══ Texte à lire

Si la légitimité est principalement descendante les deux autres qualités nécessitent des processus d’interactions avec les acteurs qui agissent sur le terrain et les citoyens. Ceux-ci disposent d’informations, d’expériences et de connaissances qui échappent à l’Etat qui n’est pas le Léviathan omniscient. La compétence des hauts fonctionnaires formés au même moule s’appuie sur une rationalité limitée.
Pour cela les autorités politiques, administratives et scientifiques doivent mettre en œuvre des processus et rendre compte dans le cadre d’une redevabilité (accountability). Ces objectifs impliquent un changement de la pratique politique et scientifique.
Ils permettent de relever le défi du développement durable mais aussi des populismes qui mettent en péril les démocraties et des réformes dans son ensemble.

════
══ Enregistrements fournis

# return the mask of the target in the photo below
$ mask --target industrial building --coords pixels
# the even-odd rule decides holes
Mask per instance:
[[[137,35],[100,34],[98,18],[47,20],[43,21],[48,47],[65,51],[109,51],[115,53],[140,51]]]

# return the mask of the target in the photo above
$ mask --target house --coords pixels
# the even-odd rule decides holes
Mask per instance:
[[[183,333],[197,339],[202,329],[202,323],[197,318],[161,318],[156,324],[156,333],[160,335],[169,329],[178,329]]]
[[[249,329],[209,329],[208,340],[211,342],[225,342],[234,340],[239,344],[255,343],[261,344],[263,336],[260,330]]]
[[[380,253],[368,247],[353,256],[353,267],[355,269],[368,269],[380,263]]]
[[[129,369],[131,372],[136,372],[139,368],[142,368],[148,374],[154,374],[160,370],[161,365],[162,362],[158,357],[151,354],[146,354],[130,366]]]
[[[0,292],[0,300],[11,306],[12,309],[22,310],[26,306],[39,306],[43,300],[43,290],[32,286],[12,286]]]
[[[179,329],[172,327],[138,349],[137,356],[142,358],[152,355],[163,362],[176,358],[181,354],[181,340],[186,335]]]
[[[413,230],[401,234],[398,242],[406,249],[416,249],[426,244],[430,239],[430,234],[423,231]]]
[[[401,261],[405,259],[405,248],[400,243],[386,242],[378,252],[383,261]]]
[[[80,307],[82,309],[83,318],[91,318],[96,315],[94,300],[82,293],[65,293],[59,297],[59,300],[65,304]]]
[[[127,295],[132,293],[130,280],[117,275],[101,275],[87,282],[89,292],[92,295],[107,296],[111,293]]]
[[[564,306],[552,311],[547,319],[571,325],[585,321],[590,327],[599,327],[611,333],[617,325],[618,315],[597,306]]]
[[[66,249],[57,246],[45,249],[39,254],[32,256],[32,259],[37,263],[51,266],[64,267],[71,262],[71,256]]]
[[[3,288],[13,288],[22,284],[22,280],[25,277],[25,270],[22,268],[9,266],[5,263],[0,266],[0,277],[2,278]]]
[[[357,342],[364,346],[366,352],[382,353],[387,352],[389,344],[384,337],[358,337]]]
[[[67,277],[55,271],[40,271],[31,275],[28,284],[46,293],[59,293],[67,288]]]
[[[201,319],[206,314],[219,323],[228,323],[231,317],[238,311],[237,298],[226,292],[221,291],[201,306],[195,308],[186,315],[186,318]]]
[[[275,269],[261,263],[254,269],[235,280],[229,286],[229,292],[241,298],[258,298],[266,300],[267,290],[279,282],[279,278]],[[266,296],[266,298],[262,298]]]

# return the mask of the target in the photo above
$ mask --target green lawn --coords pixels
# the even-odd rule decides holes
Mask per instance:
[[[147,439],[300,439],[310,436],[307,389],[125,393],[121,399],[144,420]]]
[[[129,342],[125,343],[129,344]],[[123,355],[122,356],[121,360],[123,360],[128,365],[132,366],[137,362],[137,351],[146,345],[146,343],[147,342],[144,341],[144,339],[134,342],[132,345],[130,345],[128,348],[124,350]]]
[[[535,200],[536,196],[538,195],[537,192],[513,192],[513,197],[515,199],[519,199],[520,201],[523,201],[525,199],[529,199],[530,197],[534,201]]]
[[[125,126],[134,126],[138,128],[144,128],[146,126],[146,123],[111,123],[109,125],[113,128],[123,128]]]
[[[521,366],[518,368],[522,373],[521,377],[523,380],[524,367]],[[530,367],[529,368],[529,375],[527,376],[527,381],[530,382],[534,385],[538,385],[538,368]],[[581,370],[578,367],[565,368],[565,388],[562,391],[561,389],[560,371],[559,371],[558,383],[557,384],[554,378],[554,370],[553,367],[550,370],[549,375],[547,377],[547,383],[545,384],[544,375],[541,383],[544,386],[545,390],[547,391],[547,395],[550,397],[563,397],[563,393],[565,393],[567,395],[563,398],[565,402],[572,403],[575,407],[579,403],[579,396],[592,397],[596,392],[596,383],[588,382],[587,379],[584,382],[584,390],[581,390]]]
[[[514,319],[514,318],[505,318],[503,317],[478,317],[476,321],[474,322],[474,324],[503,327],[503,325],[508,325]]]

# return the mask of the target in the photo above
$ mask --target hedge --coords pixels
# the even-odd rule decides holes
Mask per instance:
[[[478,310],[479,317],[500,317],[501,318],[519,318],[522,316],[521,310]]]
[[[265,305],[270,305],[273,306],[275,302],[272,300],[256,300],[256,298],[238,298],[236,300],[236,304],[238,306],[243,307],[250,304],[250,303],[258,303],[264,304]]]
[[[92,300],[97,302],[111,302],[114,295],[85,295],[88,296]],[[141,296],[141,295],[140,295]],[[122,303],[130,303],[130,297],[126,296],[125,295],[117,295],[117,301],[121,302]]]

════

■ Problèmes à résoudre
a – Les affirmations suivantes concordent-elles avec le texte à lire ? (i) L’État possède toutes les informations dont disposent les citoyens. (ii) La légitimité est principalement descendante. (iii) Les objectifs évoqués exigent de modifier la pratique politique et scientifique. Répondez par oui ou non pour chacune, en citant les mots décisifs du texte.
b – D’après le texte à lire, sur quoi s’appuie la compétence des hauts fonctionnaires formés au même moule ?
c – Reproduisez le passage du texte à lire qui commence par "Si la légitimité" et se poursuit jusqu’à "une rationalité limitée.".

■ Liste des solutions
a –
(i) Non : « qui échappent à l’Etat qui n’est pas le Léviathan omniscient ».
(ii) Oui : « Si la légitimité est principalement descendante ».
(iii) Oui : « Ces objectifs impliquent un changement de la pratique politique et scientifique ».

b – Sur une rationalité limitée.

c –
Si la légitimité est principalement descendante les deux autres qualités nécessitent des processus d’interactions avec les acteurs qui agissent sur le terrain et les citoyens. Ceux-ci disposent d’informations, d’expériences et de connaissances qui échappent à l’Etat qui n’est pas le Léviathan omniscient. La compétence des hauts fonctionnaires formés au même moule s’appuie sur une rationalité limitée.